* Data under study:

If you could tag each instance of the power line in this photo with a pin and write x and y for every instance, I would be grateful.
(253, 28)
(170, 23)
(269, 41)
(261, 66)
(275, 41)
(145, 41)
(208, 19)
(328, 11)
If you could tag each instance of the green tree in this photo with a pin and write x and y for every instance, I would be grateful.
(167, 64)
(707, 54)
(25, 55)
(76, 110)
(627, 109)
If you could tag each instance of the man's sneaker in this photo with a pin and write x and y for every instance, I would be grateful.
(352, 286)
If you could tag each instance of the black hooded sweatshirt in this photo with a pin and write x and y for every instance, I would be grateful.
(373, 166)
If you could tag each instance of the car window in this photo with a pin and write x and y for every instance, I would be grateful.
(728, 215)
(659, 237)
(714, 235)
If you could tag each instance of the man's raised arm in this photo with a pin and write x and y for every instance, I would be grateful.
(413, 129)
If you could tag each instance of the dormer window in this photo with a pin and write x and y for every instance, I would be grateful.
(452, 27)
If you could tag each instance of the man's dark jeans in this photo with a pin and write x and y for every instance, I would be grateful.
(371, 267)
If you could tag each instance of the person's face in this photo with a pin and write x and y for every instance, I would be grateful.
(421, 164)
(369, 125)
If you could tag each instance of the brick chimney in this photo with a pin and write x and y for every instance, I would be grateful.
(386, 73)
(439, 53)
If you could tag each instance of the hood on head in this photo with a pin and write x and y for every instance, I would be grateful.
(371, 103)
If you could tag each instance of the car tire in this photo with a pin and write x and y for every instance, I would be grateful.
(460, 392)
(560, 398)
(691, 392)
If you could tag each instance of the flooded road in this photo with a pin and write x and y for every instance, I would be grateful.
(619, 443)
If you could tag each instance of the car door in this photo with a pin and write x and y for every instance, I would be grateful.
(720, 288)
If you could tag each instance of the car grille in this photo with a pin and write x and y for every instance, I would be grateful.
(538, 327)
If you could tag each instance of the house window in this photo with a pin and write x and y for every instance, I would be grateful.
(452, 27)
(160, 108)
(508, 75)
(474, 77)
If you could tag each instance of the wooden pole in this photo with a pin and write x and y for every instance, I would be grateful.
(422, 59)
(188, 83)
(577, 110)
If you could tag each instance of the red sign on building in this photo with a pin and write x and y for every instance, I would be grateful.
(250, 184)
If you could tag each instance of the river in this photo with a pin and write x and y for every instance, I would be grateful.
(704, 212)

* What you need to do: Reproduce, word for word, all of the entries above.

* Exercise result:
If you could tag each instance of the power line in this photo with a pin and write x and y for every instance, I would be grateful.
(253, 28)
(170, 23)
(269, 41)
(261, 66)
(275, 41)
(145, 41)
(208, 19)
(328, 11)
If you could tag each instance of the green tree in this photo with a pin and write x and y for every instance, I would be grateful.
(167, 64)
(707, 54)
(25, 55)
(76, 110)
(627, 109)
If you could tag each instance of the man's sneaker in this photo with a pin and write x and y for every instance, I would be grateful.
(352, 286)
If you could tag each instance of the black hooded sweatshirt in this photo with a pin and write x and y for every instance, I would be grateful.
(373, 166)
If you could tag each instance of the car window in this photo with a pin and write x and y for every instance, I would be grateful.
(728, 215)
(659, 237)
(714, 235)
If you could tag each instance of the man's raised arm in this photo with a pin and write x and y for every instance, I would be grateful.
(413, 129)
If you could tag each instance of the dormer window in this photo with a pin and write x and y for every instance, I would be grateful.
(452, 27)
If you could tag each instance of the man's dark jeans in this photo with a pin and write x and y for every instance, I would be grateful.
(371, 267)
If you could tag each instance of the person's face in this photo with a pin and write x and y for every instance, I would be grateful.
(421, 164)
(369, 125)
If you could tag each instance of the brick chimney in this photo with a pin and write x and y for every instance, I would be grateful.
(386, 73)
(439, 53)
If you could tag each instance of the hood on head in this photo with a pin and write x and y for every instance, I would be grateful.
(371, 103)
If you could tag each instance of the car tire in this photo with a pin and write x and y for every instance, I would be grateful.
(460, 392)
(560, 398)
(691, 392)
If you could tag each instance of the flooded road in this photo with a pin and write x and y for every instance, I would be grateful.
(619, 443)
If you could tag each instance of the car door in this photo with a pin and write x and y for every instance, I would be grateful.
(720, 288)
If you could tag each instance of the car grille in this photo with a pin and write x and y for every instance, I would be grateful.
(538, 327)
If you could tag each instance of the house window in this photo with a pin and write x and y for every instance, I would be grateful.
(452, 27)
(160, 108)
(508, 75)
(474, 77)
If you could tag each instance of the wooden pole in this photo with a pin and write x and y for every instance, I would be grateful.
(422, 59)
(188, 83)
(577, 110)
If you could tag each instance of the red sign on building in this photo with a pin and write x and y for every instance, I would be grateful.
(250, 184)
If you could tag each instance of the river in this photo with a pin and write x and y for every instance, I would be grateful.
(704, 212)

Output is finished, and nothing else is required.